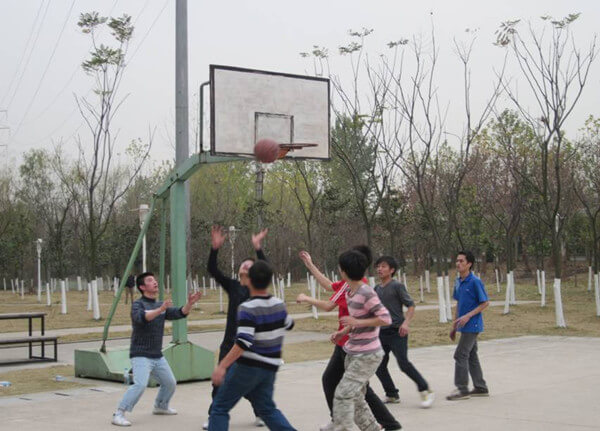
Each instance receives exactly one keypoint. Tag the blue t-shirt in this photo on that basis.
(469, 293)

——————

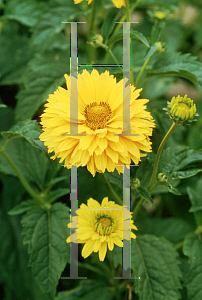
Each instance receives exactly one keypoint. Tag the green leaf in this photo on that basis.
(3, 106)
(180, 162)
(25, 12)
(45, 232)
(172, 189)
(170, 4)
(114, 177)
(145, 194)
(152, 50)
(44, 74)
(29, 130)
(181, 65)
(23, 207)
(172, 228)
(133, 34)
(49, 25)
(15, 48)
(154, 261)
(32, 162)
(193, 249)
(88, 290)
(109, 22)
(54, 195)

——————

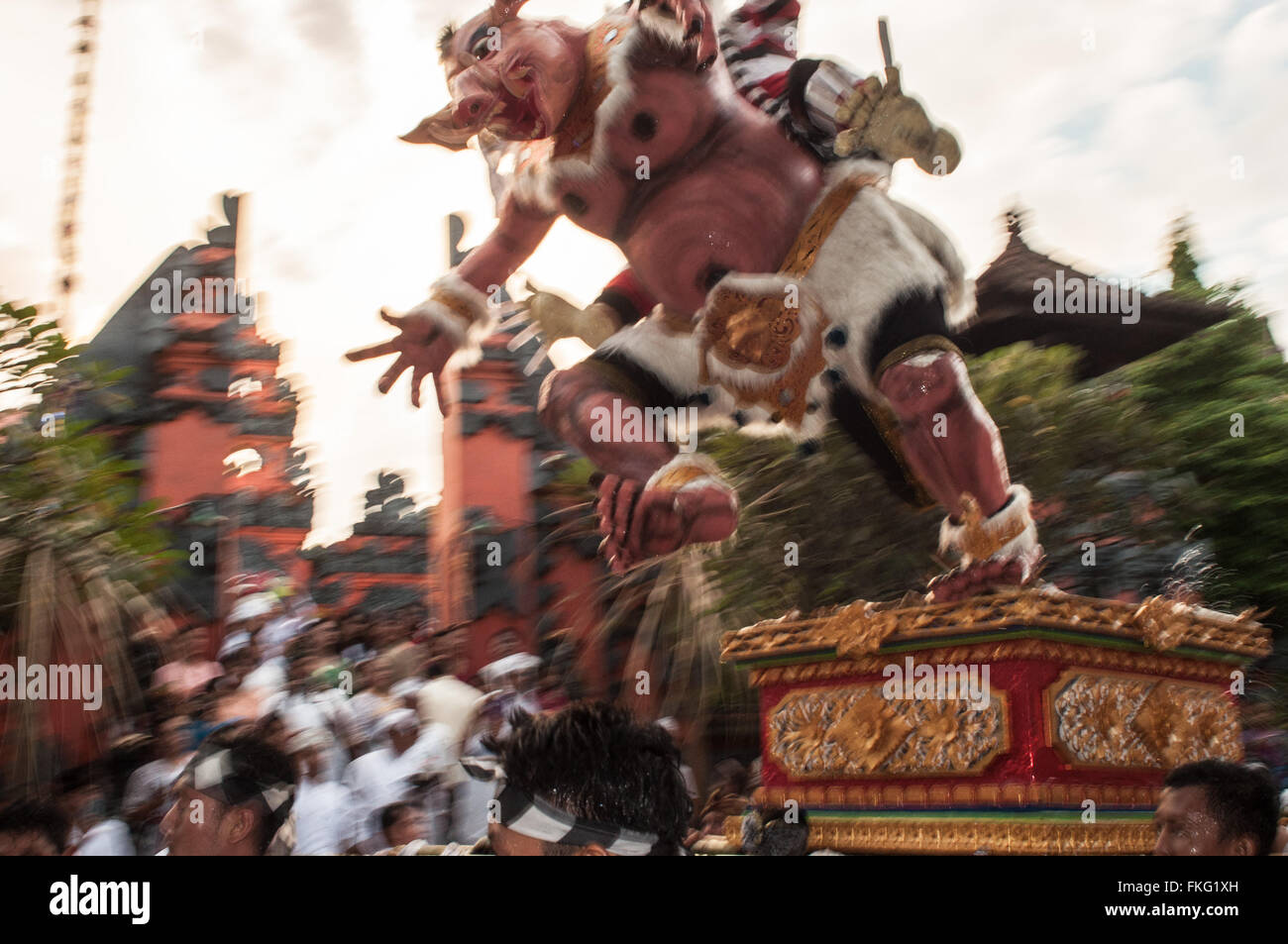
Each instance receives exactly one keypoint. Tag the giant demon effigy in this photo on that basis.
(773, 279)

——————

__THE EXERCISE__. How many lines in the records contain the string "receives"? Reply with the number alone.

__RESULT OF THIS EXERCISE__. 3